++++ SELECTED EXTRACT
Although in the act of settlement of 1781, many changes were made in
regulating the law and order situation the exemptions granted to the public
servant from being protected in respect of their action in due discharge of his
duty is still recognized after gaining the independence from the system of
tyranny and invasion of the British Empire.
We have to get a retrospection’s on such custom and tradition after
independence.
The accused person named in the F.I.R has no right
to challenge the lodging of the report in the police station. There is no anticipatory bail granted to an
accused person in State of U.P. In
absence of the defence amenable to innocent person against the false concoction
in a crime may lead to an irreparable loss to the reputation of a citizen. The law recognizes the right of hearing even
in certain administrative actions affecting the privilege of an individual and
are having civil consequences. There is
a thin line of demarcation between the
administrative and quasi-judicial action and in such case arising of summary
proceedings, the opportunity of being heard is provided but an innocent person
falsely implicated in an artificial crime may not be permissible to take the
defense of being an alibi at the time of commission of the said crime. The maxim “Falsus in uno ; falsus in
omnibus”. Despite knowing this fact that
the police is corrupt in our nation on account of hierarchy of the beurocrates
ruling upon them, no protection has been given to an innocent person against
the atrocities committed by the ruthless administration of criminal justice by
the so called guardian and protector of the public at large.
There are the precedents of overruling the previous
law after interpretation of the provision contain therein. The decision of the Supreme court is having a
binding effect but even the legislation has got
the power to over-rule the said precedent. Sometime on account of various consideration
and the ideology of an individual judge assigned with the responsibility for
having an interpretation to the provisions of law, may be swept away by the
impulsive arguments for declaring
ratio-descend which is alter after the efflux
of time and during the intervening period number of the cases are decided
on the wrong judgement having the foundation of incorrect notions leading to
miseries of number of the litigated but the system has yet not been evolved to
provide a check and balance by the judicial system. Here are the instances of formulation of the
larger bench not only in case of the conflict of the decision but by the gradual
advancement of the general law in respect of its enforceability in a particular
situation. The case of Sampat Kumar was
overruled in L. Chandra kumar case after a gap of about ten years leading to a
situation that this period the basic feature of the constitution of India
empowering and individual for approaching the Hon'ble High Court for
challenging the judgement of C.A.T remained unassailable by the poor litigants
serving before the Central Government.
++++++++
++++ DATA EXCERPTS
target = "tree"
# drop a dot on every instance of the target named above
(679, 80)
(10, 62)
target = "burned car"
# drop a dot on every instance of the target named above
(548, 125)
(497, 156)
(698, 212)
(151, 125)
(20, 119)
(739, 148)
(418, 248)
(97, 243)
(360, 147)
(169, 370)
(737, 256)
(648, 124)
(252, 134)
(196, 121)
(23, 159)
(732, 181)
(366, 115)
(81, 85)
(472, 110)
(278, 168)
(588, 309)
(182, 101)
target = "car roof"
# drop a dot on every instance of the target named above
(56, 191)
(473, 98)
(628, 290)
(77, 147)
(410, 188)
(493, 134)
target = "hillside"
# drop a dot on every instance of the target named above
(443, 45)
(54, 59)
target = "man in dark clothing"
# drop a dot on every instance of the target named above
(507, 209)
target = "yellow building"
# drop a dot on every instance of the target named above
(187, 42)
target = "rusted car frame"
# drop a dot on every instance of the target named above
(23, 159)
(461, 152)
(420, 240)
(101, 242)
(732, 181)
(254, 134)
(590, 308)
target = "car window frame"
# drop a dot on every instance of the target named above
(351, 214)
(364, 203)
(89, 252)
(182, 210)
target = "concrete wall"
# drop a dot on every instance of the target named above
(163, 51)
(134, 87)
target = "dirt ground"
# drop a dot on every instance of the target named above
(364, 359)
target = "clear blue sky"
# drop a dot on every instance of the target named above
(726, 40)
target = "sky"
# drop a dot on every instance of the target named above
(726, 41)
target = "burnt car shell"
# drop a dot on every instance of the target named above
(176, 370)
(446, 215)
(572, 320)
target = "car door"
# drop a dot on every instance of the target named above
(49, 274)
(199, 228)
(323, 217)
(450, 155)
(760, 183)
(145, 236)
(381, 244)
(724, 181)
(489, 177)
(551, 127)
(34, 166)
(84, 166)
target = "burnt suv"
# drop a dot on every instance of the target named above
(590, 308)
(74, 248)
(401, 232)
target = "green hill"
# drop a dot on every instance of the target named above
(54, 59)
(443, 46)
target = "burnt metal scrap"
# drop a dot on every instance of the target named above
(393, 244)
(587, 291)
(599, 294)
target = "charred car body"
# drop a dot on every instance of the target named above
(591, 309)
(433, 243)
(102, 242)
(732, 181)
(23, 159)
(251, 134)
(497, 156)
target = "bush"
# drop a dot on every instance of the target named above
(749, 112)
++++++++
» **TO DO**
Answer these questions using the commentary:
1. What year is given for the act of settlement?
2. According to the commentary, is anticipatory bail granted to an accused person in the State of U.P.?
3. Which case was overruled in the L. Chandra Kumar case, and after about how long?
The rows play no part in this.

» **EXERCISE SOLUTION**
1. 1781.
2. No.
3. The Sampat Kumar case, after a gap of about ten years.